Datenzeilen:
● ● ● ● ● ● ●

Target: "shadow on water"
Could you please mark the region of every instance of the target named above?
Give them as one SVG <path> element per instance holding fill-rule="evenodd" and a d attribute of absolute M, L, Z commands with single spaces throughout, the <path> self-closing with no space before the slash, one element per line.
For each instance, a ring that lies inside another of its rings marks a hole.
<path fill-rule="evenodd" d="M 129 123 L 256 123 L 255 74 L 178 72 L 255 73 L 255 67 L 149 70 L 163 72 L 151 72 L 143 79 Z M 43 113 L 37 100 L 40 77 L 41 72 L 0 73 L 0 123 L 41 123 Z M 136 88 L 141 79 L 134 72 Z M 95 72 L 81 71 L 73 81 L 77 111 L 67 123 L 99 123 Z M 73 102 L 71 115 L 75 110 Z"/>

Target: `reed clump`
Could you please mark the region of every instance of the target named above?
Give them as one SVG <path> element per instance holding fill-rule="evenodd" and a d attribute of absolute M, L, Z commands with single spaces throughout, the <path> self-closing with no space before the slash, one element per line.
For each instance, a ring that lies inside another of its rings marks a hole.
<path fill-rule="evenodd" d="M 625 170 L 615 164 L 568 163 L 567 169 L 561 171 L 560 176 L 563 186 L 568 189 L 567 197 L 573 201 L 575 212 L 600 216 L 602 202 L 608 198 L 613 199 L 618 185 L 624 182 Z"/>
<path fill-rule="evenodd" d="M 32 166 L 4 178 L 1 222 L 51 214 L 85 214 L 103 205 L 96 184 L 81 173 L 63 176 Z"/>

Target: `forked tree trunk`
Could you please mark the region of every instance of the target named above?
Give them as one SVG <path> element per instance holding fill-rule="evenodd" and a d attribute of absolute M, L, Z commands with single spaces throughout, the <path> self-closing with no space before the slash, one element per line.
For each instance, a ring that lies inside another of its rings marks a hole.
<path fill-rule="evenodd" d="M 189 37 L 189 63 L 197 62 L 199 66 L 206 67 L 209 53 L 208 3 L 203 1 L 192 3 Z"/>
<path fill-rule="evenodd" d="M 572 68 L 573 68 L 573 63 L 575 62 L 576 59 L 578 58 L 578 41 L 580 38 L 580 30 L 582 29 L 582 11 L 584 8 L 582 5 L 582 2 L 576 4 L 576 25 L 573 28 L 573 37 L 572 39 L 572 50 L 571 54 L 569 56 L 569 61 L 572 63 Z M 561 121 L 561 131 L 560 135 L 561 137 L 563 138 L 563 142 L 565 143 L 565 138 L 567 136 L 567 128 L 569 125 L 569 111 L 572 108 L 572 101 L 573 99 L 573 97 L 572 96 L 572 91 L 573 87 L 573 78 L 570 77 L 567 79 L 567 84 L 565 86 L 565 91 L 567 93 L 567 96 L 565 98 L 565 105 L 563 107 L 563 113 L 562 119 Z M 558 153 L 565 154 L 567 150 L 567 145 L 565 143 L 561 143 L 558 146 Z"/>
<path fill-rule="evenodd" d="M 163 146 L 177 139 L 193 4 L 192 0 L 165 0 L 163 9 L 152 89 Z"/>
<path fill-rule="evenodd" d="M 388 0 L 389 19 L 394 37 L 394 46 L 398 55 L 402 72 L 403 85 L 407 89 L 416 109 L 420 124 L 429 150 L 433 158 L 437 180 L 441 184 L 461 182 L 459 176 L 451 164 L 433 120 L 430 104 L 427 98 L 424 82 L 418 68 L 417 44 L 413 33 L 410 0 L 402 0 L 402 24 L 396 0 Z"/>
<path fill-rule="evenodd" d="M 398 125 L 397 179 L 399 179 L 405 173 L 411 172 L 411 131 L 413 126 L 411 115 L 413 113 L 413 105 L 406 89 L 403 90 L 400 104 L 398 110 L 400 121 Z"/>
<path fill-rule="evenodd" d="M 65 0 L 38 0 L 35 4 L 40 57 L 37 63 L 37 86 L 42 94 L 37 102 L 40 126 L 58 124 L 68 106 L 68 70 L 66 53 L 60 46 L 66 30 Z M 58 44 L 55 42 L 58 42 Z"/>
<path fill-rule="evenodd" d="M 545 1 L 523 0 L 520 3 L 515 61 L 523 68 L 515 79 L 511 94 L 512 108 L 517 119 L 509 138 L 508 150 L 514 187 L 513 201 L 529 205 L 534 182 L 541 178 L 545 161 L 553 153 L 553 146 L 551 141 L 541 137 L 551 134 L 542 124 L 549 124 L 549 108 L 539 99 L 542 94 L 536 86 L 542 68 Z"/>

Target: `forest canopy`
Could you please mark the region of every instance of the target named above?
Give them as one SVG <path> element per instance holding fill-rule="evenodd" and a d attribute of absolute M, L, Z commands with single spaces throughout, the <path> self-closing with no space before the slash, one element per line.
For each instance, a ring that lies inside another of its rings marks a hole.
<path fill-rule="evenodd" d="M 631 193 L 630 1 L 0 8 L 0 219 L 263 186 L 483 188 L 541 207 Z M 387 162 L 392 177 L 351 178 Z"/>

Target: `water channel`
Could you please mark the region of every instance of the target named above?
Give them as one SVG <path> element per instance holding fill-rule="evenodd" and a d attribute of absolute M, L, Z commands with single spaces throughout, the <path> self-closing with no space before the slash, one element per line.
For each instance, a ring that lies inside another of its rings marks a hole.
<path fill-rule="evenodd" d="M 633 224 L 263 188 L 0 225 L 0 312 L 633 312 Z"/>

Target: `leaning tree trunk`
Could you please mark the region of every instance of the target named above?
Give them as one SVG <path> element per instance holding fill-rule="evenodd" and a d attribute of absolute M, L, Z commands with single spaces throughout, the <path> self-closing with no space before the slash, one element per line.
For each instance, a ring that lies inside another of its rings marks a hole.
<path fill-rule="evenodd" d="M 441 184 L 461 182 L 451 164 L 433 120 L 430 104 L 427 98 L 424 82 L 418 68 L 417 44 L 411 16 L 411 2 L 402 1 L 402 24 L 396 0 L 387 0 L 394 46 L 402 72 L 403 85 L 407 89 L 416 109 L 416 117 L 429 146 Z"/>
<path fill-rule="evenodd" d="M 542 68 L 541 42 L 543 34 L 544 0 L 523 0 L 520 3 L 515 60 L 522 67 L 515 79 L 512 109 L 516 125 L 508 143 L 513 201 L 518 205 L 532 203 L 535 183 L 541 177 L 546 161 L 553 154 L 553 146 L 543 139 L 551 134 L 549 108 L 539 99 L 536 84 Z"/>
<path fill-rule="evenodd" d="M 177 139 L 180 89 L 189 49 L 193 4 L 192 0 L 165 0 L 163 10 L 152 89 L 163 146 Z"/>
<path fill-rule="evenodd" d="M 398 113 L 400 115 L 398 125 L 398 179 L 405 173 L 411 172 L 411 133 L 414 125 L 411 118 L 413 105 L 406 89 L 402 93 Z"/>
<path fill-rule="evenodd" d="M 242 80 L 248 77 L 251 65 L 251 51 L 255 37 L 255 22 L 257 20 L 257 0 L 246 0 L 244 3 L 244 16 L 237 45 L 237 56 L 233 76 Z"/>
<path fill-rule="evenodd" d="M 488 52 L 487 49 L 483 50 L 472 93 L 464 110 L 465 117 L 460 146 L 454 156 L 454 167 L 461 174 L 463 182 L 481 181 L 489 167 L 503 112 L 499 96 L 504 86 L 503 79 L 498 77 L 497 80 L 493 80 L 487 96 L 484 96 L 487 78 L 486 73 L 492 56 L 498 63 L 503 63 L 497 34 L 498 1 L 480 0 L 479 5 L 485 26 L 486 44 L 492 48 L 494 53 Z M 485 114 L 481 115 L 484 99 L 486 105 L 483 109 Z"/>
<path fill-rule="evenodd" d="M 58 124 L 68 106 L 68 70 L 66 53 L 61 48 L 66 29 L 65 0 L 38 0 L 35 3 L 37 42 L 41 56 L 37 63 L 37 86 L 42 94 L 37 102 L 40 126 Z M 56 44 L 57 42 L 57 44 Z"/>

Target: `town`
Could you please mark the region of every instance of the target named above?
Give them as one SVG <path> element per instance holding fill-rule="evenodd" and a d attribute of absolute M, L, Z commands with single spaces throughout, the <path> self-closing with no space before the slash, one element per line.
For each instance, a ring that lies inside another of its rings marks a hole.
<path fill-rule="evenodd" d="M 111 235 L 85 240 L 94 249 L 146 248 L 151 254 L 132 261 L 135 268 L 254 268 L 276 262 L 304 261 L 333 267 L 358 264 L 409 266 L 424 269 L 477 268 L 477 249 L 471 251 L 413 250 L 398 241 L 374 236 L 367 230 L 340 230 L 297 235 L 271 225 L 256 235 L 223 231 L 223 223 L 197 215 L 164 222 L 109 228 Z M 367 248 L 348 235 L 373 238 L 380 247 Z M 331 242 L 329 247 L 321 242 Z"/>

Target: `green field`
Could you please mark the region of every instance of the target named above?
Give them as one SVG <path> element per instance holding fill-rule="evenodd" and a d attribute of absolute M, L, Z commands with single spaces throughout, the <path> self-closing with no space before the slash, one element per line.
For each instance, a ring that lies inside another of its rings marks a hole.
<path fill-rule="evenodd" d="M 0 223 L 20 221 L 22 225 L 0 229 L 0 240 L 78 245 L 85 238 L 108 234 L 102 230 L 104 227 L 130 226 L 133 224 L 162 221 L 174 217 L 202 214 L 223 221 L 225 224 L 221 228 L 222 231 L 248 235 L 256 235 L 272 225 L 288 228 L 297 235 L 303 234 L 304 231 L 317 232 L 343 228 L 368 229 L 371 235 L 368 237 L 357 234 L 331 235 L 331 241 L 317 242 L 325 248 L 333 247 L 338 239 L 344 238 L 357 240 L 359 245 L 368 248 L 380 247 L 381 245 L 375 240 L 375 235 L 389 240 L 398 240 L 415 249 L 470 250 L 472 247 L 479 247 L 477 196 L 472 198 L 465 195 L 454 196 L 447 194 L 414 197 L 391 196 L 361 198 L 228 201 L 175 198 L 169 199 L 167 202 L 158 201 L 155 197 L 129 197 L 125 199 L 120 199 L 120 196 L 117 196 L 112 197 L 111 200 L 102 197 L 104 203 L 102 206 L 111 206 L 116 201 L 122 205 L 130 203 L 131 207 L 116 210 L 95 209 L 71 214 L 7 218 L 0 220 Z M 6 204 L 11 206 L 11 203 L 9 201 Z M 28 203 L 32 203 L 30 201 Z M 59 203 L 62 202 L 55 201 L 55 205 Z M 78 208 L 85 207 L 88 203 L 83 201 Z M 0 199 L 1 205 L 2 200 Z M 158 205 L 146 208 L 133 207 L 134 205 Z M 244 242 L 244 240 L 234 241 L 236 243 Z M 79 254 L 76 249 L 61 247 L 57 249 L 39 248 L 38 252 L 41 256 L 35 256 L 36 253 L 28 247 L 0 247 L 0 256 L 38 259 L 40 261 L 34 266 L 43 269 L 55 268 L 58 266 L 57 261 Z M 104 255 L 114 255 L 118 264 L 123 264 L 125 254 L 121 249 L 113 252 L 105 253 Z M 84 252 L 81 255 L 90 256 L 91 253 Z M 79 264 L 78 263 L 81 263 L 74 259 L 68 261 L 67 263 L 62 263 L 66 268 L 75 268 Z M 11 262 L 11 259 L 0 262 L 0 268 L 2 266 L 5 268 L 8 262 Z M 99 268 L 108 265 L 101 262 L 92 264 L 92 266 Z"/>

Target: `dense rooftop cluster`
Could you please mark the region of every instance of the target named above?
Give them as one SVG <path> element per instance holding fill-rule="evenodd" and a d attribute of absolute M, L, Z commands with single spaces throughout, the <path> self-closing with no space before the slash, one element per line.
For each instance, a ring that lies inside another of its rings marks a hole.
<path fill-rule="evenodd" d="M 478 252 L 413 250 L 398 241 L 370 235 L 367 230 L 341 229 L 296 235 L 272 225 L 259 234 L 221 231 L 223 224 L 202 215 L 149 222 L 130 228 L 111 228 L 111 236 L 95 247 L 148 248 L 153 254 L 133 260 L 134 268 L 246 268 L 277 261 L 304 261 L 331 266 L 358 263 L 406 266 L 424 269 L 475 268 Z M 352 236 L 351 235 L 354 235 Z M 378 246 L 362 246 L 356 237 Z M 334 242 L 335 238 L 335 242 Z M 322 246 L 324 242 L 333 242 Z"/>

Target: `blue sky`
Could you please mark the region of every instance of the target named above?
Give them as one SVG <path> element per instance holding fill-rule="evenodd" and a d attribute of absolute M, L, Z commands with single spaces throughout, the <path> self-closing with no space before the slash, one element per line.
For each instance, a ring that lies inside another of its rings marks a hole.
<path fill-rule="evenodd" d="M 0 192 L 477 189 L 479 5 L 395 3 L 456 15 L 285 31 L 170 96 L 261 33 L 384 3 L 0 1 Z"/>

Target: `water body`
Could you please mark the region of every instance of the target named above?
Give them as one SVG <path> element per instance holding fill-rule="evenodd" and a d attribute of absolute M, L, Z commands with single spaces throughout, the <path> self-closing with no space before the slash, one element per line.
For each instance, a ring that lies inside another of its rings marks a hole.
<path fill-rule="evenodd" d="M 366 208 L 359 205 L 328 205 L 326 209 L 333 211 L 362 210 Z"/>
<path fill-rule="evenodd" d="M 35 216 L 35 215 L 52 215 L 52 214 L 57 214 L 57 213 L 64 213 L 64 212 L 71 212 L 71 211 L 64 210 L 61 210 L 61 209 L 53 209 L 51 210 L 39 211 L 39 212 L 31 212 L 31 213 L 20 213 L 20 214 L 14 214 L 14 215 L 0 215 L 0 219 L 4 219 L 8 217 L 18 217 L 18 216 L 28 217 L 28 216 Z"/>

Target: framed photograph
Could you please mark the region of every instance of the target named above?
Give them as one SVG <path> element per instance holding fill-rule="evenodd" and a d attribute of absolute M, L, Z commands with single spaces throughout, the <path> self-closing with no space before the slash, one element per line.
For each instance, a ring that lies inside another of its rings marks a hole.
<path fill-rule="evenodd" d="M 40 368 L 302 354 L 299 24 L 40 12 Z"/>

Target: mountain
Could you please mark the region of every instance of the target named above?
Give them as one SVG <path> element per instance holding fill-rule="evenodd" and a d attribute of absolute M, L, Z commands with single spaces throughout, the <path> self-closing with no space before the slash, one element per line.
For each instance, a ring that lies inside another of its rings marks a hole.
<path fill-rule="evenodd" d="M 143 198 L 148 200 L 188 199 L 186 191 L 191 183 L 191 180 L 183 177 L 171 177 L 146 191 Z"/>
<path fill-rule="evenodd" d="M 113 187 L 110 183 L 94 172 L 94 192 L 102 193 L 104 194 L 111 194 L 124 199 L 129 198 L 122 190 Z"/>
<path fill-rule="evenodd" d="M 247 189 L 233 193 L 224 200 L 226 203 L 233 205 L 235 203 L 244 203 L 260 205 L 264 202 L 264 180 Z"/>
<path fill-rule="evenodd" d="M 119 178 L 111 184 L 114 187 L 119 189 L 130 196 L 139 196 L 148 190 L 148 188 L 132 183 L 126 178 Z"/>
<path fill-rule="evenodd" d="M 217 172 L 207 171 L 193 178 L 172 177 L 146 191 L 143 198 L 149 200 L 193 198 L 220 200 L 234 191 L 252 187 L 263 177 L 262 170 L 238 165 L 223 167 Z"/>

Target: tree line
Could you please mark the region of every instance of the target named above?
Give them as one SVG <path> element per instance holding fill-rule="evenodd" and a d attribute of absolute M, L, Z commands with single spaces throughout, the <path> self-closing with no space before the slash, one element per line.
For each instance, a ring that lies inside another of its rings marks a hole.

● ● ● ● ● ● ●

Was zu tun ist: Zieh aus den Datensätzen jede Zeile heraus, in der das Wort „trunk“ vorkommt. Achte dabei auf Groß- und Kleinschreibung.

Lösung der Aufgabe:
Target: `forked tree trunk`
Target: `leaning tree trunk`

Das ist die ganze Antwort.